What you should do:
Locate all lines in the data below that hold "distant" and show them.

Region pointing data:
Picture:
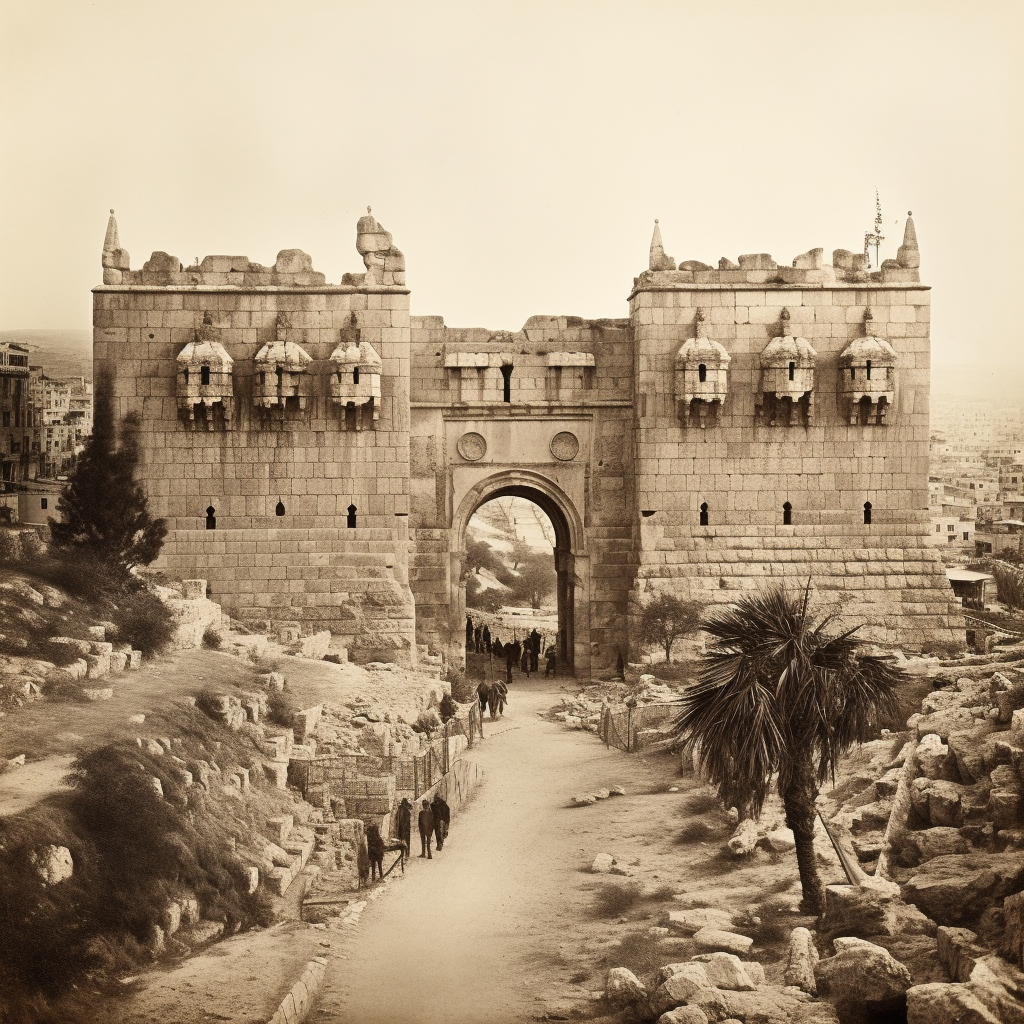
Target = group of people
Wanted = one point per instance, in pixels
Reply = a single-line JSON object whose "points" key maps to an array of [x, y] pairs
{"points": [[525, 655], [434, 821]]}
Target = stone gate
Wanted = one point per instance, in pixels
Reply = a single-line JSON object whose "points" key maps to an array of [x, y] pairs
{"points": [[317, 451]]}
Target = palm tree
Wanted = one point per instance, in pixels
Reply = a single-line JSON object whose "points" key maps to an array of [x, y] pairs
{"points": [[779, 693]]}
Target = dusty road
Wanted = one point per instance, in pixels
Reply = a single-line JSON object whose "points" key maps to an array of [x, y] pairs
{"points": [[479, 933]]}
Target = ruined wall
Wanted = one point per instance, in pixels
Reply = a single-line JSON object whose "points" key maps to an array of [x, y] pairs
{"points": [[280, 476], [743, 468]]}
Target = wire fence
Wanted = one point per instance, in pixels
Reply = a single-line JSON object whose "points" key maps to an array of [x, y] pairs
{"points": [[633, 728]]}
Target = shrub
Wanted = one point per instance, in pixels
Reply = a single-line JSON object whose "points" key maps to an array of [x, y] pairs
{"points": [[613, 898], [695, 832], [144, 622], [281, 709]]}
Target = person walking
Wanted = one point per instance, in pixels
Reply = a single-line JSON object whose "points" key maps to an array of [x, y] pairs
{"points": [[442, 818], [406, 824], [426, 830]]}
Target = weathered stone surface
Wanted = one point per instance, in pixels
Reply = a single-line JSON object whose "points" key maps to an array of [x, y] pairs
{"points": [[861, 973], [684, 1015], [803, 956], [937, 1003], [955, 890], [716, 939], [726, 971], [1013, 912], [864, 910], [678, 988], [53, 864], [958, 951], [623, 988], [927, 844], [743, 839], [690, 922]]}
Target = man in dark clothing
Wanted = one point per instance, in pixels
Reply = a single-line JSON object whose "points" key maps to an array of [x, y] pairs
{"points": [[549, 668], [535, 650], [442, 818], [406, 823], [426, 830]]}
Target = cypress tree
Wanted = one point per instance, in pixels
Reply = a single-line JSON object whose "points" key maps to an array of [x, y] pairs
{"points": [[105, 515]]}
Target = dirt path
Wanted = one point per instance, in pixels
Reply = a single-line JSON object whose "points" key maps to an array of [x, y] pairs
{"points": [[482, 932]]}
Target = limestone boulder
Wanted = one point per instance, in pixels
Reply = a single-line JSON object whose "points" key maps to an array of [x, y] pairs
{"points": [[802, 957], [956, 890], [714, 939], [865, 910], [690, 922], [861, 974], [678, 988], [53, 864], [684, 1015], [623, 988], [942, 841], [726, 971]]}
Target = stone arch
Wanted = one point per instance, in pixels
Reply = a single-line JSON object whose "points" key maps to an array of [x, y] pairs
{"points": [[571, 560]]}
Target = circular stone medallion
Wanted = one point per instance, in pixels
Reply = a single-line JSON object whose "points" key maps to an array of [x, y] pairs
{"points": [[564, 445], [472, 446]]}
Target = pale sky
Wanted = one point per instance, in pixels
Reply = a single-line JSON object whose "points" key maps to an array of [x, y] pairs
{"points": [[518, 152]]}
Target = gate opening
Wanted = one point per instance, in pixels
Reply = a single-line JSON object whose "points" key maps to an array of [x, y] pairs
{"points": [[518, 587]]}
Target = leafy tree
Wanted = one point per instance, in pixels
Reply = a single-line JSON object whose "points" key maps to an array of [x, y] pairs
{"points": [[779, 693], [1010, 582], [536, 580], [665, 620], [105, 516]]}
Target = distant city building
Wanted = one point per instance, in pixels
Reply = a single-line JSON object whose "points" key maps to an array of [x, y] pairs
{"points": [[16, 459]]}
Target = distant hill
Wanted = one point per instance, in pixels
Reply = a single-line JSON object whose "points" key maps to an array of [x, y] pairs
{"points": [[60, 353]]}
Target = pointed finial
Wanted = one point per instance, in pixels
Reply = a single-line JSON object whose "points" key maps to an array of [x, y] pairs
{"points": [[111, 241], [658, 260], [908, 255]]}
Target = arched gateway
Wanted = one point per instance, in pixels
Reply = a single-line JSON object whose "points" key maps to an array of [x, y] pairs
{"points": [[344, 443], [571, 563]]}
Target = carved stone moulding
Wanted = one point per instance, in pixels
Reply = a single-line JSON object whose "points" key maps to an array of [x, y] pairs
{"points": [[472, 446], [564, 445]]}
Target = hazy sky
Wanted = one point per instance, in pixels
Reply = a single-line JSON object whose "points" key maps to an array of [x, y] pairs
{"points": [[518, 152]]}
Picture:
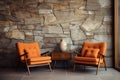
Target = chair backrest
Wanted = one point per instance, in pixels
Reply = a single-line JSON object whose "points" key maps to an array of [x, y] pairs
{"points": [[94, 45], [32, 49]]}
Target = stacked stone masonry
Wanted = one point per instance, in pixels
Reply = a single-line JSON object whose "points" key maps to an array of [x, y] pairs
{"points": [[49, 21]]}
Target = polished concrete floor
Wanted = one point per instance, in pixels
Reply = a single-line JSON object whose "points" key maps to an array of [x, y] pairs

Task response:
Target = distant city building
Target = distant hill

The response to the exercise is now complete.